*Compito richiesto 1*: Individui nei record ogni riga che contiene la stringa "foliage" e la trascriva, tenendo conto della distinzione tra maiuscole e minuscole.

*Estratto del documento*:
======

D’altra parte, può dirsi che, proprio quando questo accade, c’è più bisogno dell’intellettuale, se questo è in grado di mettere ordine nel grande mare delle opinioni e delle asserzioni che possono trovarsi on line e di aggiungere un certo grado di «riflessività» ai dialoghi immediati che si svolgono sulla rete.

L’intellettuale al tempo di Internet deve affrontare un secondo problema, quello del suo modo di esprimersi. Se prima poteva articolare il suo pensiero, spiegare, entrare nei particolari, ora deve «stringere», essere breve. Questo fa sorgere un paradosso. Quanto più assertiva è la politica (e lo è molto, ai tempi del cosiddetto «populismo»), tanto meno oracolare deve essere lo stile dell’intellettuale. Ma questo entra in contraddizione con lo stile imposto dal mezzo, che privilegia la brevità e comunque la concisione. Si tratta di riuscire a trovare un punto intermedio, che consenta al pensiero di esprimersi in modo sufficientemente ragionato e al mezzo di veicolarlo in modo sufficientemente conciso.

Tutto questo spiega perché gli intellettuali ricorrono ancora poco o in maniera insufficiente al mezzo web, nonostante la forza espansiva che esso presenta, nel senso che consente di raggiungere molte persone, specialmente quelle che non leggono giornali e non ascoltano la radio.

Il problema attuale è dunque quello di stabilire un giusto equilibrio tra vecchi e nuovi mezzi, e vecchio e nuovo linguaggio o stile. L’intellettuale deve, quindi, stare in equilibrio tra i mezzi tradizionali (giornali, radio, televisione) e quelli contemporanei (social media e altri che consentono, tramite la rete, colloqui many to many).

Deve inoltre essere capace di aggiungere alle «lezioni» che fanno parte del suo mestiere, quelle «lezioni in pubblico» che sono richieste continuamente dallo sviluppo di festival (ve ne sono molti, in Italia, della storia, della filosofia, della comunicazione, dell’economia, e così via), scuole di politica, presentazioni di libri, iniziative culturali di comuni, circoli, associazioni, licei e altri istituti scolastici. Quest’ultima attività spinge l’intellettuale verso un pubblico più vasto di quello consueto, che chiede qualcosa di più e di nuovo al vecchio mestiere dell’insegnante, di dare una guida, di indicare un futuro, non solo di analizzare il presente.

======

*Insieme di dati*:
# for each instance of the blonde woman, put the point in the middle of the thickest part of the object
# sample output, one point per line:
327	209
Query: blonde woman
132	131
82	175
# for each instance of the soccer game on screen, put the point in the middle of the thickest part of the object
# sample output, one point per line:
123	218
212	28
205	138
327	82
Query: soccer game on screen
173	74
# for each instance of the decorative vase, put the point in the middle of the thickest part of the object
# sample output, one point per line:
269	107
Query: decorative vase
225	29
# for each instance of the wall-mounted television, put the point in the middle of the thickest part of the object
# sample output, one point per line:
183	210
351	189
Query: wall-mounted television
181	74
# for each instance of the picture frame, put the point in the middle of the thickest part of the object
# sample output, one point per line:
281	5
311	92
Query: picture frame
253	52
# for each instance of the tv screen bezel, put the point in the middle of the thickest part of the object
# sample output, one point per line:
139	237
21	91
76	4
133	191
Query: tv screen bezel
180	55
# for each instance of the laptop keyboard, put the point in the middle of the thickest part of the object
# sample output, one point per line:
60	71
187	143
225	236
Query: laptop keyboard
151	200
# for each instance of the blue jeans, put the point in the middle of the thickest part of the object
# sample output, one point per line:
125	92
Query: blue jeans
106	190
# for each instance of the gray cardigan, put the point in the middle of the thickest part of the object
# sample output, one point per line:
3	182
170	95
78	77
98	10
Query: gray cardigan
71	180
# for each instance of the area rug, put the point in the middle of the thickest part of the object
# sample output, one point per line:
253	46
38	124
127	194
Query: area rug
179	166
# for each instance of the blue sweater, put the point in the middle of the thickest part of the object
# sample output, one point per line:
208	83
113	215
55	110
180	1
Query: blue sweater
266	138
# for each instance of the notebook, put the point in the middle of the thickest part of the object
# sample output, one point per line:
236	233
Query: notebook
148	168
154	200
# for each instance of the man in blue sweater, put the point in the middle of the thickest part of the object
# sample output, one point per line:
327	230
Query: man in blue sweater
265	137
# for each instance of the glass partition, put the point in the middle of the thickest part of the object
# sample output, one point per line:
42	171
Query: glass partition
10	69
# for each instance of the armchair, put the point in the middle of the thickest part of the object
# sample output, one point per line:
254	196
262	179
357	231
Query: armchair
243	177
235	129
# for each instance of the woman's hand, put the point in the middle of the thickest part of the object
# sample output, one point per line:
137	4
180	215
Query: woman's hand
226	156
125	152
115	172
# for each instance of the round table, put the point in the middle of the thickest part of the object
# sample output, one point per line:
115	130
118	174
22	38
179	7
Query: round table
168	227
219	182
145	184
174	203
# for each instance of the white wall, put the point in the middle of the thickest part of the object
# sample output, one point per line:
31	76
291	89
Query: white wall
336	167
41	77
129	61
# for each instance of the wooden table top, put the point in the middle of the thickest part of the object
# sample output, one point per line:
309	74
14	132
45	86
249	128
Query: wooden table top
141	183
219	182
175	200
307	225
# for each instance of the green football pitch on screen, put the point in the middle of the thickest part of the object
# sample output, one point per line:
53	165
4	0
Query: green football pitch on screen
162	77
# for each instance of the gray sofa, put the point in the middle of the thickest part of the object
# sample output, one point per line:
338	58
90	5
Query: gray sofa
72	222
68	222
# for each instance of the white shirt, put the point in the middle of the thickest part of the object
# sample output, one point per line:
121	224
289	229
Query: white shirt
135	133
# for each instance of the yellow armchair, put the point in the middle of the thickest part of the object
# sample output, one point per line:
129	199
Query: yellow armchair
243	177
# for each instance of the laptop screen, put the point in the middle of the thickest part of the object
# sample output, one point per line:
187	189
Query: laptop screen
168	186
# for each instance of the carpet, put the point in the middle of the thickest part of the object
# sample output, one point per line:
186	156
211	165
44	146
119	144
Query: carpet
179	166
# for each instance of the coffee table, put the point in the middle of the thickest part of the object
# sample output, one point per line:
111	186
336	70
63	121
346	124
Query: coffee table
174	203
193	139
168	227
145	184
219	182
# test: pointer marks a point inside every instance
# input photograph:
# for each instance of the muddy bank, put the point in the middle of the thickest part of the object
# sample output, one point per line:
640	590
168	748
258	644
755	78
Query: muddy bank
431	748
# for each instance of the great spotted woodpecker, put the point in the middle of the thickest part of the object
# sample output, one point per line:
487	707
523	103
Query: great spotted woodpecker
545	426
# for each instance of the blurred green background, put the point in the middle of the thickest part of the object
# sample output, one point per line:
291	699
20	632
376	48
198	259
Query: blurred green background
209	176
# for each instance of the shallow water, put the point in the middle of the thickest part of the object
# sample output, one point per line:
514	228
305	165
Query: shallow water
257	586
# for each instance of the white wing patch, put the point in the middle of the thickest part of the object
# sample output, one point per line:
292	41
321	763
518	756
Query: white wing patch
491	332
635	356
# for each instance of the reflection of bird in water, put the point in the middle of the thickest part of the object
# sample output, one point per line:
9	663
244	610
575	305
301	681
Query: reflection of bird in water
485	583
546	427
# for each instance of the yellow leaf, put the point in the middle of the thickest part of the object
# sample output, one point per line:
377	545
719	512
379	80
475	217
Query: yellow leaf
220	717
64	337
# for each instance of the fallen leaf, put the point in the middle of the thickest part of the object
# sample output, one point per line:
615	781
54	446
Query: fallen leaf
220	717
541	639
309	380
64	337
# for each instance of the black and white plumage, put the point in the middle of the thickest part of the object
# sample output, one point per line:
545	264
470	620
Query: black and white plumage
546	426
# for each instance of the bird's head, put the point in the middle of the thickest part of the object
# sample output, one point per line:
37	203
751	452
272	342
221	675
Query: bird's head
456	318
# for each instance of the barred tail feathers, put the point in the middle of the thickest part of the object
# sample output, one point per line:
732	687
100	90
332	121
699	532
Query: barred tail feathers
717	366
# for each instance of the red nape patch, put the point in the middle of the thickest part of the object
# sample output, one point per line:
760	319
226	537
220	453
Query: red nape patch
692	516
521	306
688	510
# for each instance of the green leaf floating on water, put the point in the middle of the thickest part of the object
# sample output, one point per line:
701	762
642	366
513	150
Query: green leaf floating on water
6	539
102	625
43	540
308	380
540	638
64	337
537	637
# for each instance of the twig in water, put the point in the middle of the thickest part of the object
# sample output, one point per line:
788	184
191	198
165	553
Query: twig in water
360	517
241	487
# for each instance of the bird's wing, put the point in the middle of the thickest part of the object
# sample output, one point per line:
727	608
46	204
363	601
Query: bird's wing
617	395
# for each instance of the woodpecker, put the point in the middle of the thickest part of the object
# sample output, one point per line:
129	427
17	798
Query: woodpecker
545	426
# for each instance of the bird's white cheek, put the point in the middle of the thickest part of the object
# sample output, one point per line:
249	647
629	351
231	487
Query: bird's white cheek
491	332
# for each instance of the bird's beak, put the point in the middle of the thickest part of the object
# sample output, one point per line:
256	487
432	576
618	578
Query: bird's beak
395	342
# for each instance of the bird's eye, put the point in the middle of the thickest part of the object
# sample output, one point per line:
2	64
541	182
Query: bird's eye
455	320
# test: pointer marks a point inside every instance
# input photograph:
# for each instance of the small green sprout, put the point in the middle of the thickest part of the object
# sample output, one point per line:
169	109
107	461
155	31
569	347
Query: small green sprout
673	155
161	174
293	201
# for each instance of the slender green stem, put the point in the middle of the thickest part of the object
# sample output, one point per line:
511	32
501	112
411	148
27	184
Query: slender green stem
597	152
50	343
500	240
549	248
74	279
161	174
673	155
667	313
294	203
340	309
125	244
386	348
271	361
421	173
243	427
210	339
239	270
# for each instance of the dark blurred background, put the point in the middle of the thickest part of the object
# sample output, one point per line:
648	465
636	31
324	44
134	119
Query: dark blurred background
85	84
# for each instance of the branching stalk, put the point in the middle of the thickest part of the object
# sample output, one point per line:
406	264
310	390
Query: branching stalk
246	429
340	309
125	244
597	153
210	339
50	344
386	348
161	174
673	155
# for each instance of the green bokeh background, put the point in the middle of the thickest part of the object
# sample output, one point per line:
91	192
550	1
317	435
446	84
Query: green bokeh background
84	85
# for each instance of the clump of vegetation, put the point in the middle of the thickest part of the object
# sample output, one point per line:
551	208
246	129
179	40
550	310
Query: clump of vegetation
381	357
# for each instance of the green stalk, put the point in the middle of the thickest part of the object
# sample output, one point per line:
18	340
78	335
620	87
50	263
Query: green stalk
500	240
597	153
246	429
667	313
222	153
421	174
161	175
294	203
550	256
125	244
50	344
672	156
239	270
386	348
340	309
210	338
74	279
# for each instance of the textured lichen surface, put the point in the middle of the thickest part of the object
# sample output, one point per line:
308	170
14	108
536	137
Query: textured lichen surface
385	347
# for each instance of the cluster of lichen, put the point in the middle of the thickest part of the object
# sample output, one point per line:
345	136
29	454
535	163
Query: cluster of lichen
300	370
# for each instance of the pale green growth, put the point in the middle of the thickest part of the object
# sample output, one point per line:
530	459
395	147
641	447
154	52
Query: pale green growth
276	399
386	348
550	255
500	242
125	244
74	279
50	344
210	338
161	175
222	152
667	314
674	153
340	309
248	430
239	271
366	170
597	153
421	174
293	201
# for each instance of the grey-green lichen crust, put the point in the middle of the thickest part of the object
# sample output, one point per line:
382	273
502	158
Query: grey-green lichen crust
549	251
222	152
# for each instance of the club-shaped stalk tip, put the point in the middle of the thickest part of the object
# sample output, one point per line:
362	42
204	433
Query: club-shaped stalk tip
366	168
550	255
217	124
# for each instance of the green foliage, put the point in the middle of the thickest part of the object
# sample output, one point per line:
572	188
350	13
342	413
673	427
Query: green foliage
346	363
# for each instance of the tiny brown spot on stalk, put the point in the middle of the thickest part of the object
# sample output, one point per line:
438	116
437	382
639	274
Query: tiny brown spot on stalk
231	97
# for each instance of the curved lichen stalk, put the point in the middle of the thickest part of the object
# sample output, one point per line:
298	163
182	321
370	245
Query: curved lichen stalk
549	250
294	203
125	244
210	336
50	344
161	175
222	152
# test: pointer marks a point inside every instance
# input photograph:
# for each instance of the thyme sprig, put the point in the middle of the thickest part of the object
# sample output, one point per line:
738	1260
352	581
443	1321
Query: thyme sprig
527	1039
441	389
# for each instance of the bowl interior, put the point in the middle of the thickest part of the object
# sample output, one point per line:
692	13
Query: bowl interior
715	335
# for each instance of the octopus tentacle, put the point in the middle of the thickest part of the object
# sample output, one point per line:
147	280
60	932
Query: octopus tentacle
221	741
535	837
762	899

======

*Compito richiesto 2*: Ripeta alla lettera il passo del testo sull'intellettuale al tempo di Internet che si apre con le parole contenenti "Il problema attuale" e si chiude con "many to many).".

*Soluzione scritta 1*:
# for each instance of the green foliage, put the point in the middle of the thickest part of the object
Query: green foliage

*Soluzione scritta 2*:
Il problema attuale è dunque quello di stabilire un giusto equilibrio tra vecchi e nuovi mezzi, e vecchio e nuovo linguaggio o stile. L’intellettuale deve, quindi, stare in equilibrio tra i mezzi tradizionali (giornali, radio, televisione) e quelli contemporanei (social media e altri che consentono, tramite la rete, colloqui many to many).